WHAT YOU SHOULD DO: Here are some entries. Repeat all of them exactly.

Items listed in a dataset:
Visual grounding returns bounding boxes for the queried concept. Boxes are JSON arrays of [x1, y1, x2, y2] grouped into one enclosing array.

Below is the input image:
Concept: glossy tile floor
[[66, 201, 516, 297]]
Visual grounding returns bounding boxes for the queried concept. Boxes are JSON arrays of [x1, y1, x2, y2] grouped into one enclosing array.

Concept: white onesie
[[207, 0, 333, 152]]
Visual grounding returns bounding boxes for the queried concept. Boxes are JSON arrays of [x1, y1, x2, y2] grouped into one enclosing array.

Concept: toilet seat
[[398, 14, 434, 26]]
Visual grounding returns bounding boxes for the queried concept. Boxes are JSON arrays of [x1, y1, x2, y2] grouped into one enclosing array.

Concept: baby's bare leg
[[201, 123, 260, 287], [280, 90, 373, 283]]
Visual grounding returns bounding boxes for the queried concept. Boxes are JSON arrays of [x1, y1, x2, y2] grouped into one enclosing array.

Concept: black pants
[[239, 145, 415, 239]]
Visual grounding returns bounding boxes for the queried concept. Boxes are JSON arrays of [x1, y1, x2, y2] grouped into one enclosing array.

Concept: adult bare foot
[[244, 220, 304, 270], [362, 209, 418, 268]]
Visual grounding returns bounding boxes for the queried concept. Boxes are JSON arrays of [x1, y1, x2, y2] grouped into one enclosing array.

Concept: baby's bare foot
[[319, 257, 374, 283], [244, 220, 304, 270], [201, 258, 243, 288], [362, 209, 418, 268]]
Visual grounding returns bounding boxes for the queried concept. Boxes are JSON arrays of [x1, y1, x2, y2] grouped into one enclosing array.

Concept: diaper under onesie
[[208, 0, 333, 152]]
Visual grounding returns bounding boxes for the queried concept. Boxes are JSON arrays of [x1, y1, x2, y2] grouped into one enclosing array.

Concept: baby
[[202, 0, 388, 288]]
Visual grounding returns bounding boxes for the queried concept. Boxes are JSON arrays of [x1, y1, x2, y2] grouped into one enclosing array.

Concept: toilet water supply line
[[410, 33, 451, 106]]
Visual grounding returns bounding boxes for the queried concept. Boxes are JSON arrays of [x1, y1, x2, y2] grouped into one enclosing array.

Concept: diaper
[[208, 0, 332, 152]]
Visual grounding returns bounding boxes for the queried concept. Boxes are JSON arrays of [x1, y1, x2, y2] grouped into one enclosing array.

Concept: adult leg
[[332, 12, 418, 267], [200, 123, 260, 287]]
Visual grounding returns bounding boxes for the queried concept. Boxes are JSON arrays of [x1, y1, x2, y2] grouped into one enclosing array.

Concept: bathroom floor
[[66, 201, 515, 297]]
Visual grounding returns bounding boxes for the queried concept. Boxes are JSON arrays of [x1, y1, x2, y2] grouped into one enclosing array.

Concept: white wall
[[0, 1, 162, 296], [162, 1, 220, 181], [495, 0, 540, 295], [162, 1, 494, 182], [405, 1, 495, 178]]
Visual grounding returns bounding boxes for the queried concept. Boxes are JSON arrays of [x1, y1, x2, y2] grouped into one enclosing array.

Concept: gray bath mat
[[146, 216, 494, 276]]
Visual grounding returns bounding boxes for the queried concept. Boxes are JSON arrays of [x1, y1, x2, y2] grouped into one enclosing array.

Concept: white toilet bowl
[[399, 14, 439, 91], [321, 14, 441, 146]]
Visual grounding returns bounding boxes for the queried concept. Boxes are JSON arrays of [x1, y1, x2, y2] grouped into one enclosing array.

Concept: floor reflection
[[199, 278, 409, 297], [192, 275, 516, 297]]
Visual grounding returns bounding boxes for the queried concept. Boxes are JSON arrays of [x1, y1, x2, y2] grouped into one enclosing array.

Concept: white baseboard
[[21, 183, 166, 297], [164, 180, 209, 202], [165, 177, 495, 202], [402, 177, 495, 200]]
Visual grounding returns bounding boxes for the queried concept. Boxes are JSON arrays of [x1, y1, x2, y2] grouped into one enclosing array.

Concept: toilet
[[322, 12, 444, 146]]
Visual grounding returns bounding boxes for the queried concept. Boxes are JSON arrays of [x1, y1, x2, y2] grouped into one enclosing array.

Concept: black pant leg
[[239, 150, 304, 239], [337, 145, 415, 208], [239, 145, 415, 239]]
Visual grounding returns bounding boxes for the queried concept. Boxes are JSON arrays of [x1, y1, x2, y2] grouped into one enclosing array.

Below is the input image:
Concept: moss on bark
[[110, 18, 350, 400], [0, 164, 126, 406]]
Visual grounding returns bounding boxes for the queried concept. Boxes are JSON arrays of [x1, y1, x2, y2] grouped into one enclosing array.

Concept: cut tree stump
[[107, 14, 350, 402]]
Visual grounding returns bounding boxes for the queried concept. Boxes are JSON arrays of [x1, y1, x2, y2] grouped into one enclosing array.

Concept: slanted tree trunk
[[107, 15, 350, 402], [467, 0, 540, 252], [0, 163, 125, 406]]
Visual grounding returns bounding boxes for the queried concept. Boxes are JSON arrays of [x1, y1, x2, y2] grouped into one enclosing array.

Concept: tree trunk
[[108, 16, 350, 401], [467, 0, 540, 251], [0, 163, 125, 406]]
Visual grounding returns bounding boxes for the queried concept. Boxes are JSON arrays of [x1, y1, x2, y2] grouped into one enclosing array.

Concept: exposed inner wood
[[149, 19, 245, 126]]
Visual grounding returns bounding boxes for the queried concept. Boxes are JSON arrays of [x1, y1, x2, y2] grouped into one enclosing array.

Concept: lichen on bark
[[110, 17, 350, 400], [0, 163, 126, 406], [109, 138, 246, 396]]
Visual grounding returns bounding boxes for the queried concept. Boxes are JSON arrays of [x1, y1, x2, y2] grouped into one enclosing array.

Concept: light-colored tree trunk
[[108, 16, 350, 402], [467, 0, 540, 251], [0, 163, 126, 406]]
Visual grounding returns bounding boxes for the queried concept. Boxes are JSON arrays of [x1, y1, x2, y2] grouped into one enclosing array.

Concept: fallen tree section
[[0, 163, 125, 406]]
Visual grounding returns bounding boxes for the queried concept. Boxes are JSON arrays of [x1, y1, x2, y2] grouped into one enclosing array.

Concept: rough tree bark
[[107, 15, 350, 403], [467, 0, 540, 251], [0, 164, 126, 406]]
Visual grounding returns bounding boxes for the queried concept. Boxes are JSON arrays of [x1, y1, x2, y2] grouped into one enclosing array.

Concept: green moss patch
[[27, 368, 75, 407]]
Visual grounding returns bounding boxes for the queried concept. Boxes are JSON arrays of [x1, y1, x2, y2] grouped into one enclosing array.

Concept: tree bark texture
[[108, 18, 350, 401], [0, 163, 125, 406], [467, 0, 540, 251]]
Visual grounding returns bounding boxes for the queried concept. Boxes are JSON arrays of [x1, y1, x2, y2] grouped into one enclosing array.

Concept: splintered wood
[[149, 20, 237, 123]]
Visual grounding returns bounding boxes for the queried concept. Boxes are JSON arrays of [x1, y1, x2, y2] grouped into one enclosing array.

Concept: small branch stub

ANSWER TO THE EXERCISE:
Visual grounding returns bounding boxes for the queried concept. Boxes are JSON arrays of [x1, y1, x2, y2] grouped into one enclosing array.

Below is the input image:
Concept: glossy tile floor
[[66, 201, 516, 297]]
Visual grounding returns bounding boxes for the queried concept. Boxes are JSON arrays of [x1, y1, x2, y2] grouped into one enclosing array.

Concept: white onesie
[[207, 0, 333, 152]]
Visual grounding returns bounding boxes for the queried concept. Boxes are JSON arrays of [x1, y1, x2, y2] grouped into one enclosing array.

Concept: toilet seat
[[398, 14, 434, 26]]
Visual grounding returns bounding boxes for the queried concept. Boxes are JSON arrays of [x1, y1, x2, y2] grouped into one enclosing array.

Concept: baby's bare leg
[[201, 123, 260, 287], [280, 90, 373, 283]]
Visual grounding returns bounding boxes for the queried concept. Boxes are JSON arrays of [x1, y1, x2, y2] grouped into one enclosing array.

Concept: black pants
[[239, 145, 415, 239]]
Visual grounding returns bounding boxes for the queried concept. Boxes are JSON arrays of [x1, y1, x2, y2] grouped into one enclosing array.

Concept: adult bare foot
[[244, 220, 304, 270], [362, 209, 418, 268]]
Visual grounding returns bounding boxes for the queried concept. Boxes are JSON arrays of [x1, y1, x2, y2] grouped into one enclosing array.

Concept: baby's bare foot
[[319, 257, 374, 283], [244, 220, 304, 270], [201, 258, 243, 288], [362, 209, 418, 268]]
Visual grounding returns bounding boxes for the queried concept. Boxes are JSON arrays of [x1, y1, x2, y2] grouped into one enclosing array.

Concept: diaper under onesie
[[208, 0, 333, 152]]
Visual grounding returns bounding boxes for the queried concept. Boxes are JSON arrays of [x1, y1, x2, y2] grouped into one enclosing array.

Concept: baby
[[202, 0, 388, 288]]
Visual grounding returns bounding boxes for the queried concept. Boxes are JSON arrays of [x1, y1, x2, y2] grouped into one enclosing array.

Concept: toilet water supply line
[[410, 33, 451, 106]]
Visual grounding returns bounding boxes for the queried concept. Boxes are JSON arrays of [x1, y1, x2, y2] grouped into one enclosing array.

Concept: diaper
[[208, 0, 332, 152]]
Visual grounding returns bounding boxes for the queried concept. Boxes are JSON arrays of [x1, y1, x2, y2] grouped into one enclosing array.

Concept: adult leg
[[332, 12, 418, 267], [200, 123, 260, 287]]
Visual grounding returns bounding boxes for the queried concept. Boxes are JSON arrays of [x1, y1, x2, y2] grouped into one enclosing array.

Concept: bathroom floor
[[66, 201, 515, 297]]
Visual grounding returns bounding boxes for the queried concept. Boxes are JSON arrays of [x1, y1, x2, y2] grouped into one enclosing array.

Concept: white wall
[[0, 1, 162, 296], [162, 1, 220, 181], [495, 0, 540, 295], [162, 1, 494, 182], [405, 1, 495, 178]]
Visual grounding returns bounding boxes for the queried concept. Boxes are JSON arrays of [x1, y1, x2, y2] grouped into one enclosing array.

Concept: gray bath mat
[[146, 216, 494, 276]]
Visual grounding returns bounding boxes for the queried concept. Boxes are JSON arrays of [x1, y1, x2, y2] grouped into one enclosing array.

Concept: white toilet bowl
[[399, 14, 439, 91], [321, 14, 441, 146]]
Visual grounding returns bounding boxes for the queried concept. Boxes are JSON arrays of [x1, y1, x2, y2] grouped into one enclosing array.

Concept: floor reflection
[[199, 278, 409, 297], [192, 275, 516, 297]]
Visual grounding returns bounding boxes for the queried concept. Boxes are JSON arrays of [x1, y1, x2, y2] grouped into one enclosing array.

Concept: white baseboard
[[21, 183, 166, 297], [164, 180, 209, 202], [165, 177, 495, 202], [402, 177, 495, 200]]
Visual grounding returns bounding boxes for the queried concept. Boxes are JSON arrays of [x1, y1, x2, y2] grouped into one enclosing array.

Concept: toilet
[[322, 12, 444, 146]]
Visual grounding returns bounding boxes for the queried concept. Boxes are JSON arrays of [x1, y1, x2, y2] grouped into one enclosing array.

Concept: black pant leg
[[239, 150, 304, 239], [337, 145, 415, 208], [239, 145, 415, 239]]
Visual grounding returns bounding boxes for the queried concept. Boxes are JSON arrays of [x1, y1, x2, y2] grouped into one enclosing array.

Below is the input image:
Concept: moss on bark
[[110, 18, 350, 400], [0, 164, 126, 406]]
Visual grounding returns bounding boxes for the queried concept. Boxes are JSON arrays of [x1, y1, x2, y2] grouped into one enclosing array.

Concept: cut tree stump
[[107, 14, 350, 402]]
Visual grounding returns bounding boxes for the queried concept. Boxes are JSON arrays of [x1, y1, x2, y2] grouped into one enclosing array.

Concept: slanted tree trunk
[[107, 15, 350, 402], [467, 0, 540, 252], [0, 163, 125, 406]]
Visual grounding returns bounding boxes for the queried concept. Boxes are JSON arrays of [x1, y1, x2, y2] grouped into one enclosing array.

Concept: tree trunk
[[108, 16, 350, 401], [467, 0, 540, 251], [0, 163, 125, 406]]
Visual grounding returns bounding boxes for the queried concept. Boxes are JSON arrays of [x1, y1, x2, y2] grouped into one enclosing array.

Concept: exposed inner wood
[[149, 19, 245, 126]]
Visual grounding returns bounding boxes for the queried concept. Boxes are JSON arrays of [x1, y1, x2, y2] grouped into one enclosing array.

Concept: lichen on bark
[[110, 17, 350, 400], [0, 163, 126, 406], [109, 138, 246, 396]]
Visual grounding returns bounding boxes for the queried concept. Boxes are JSON arrays of [x1, y1, x2, y2] grouped into one enclosing array.

Concept: light-colored tree trunk
[[108, 16, 350, 402], [467, 0, 540, 251], [0, 163, 126, 406]]
Visual grounding returns bounding boxes for the queried concept. Boxes are JSON arrays of [x1, y1, x2, y2] grouped into one enclosing array.

Concept: fallen tree section
[[0, 163, 125, 406]]
Visual grounding returns bounding boxes for the queried concept. Boxes are JSON arrays of [x1, y1, x2, y2] grouped into one enclosing array.

Concept: rough tree bark
[[107, 15, 350, 403], [467, 0, 540, 251], [0, 164, 126, 406]]
Visual grounding returns bounding boxes for the queried concept. Boxes are JSON arrays of [x1, y1, x2, y2] grouped into one enclosing array.

Concept: green moss patch
[[27, 368, 75, 407]]
Visual grounding returns bounding boxes for the queried concept. Boxes are JSON arrays of [x1, y1, x2, y2] grouped into one enclosing array.

Concept: tree bark texture
[[108, 18, 350, 401], [0, 163, 125, 406], [467, 0, 540, 251]]
Visual grounding returns bounding boxes for the queried concept. Boxes are JSON arrays of [x1, y1, x2, y2] grouped into one enclosing array.

Concept: splintered wood
[[149, 20, 237, 123]]
Visual grounding returns bounding boxes for the queried concept. Boxes are JSON arrays of [x1, y1, x2, y2] grouped into one enclosing array.

Concept: small branch stub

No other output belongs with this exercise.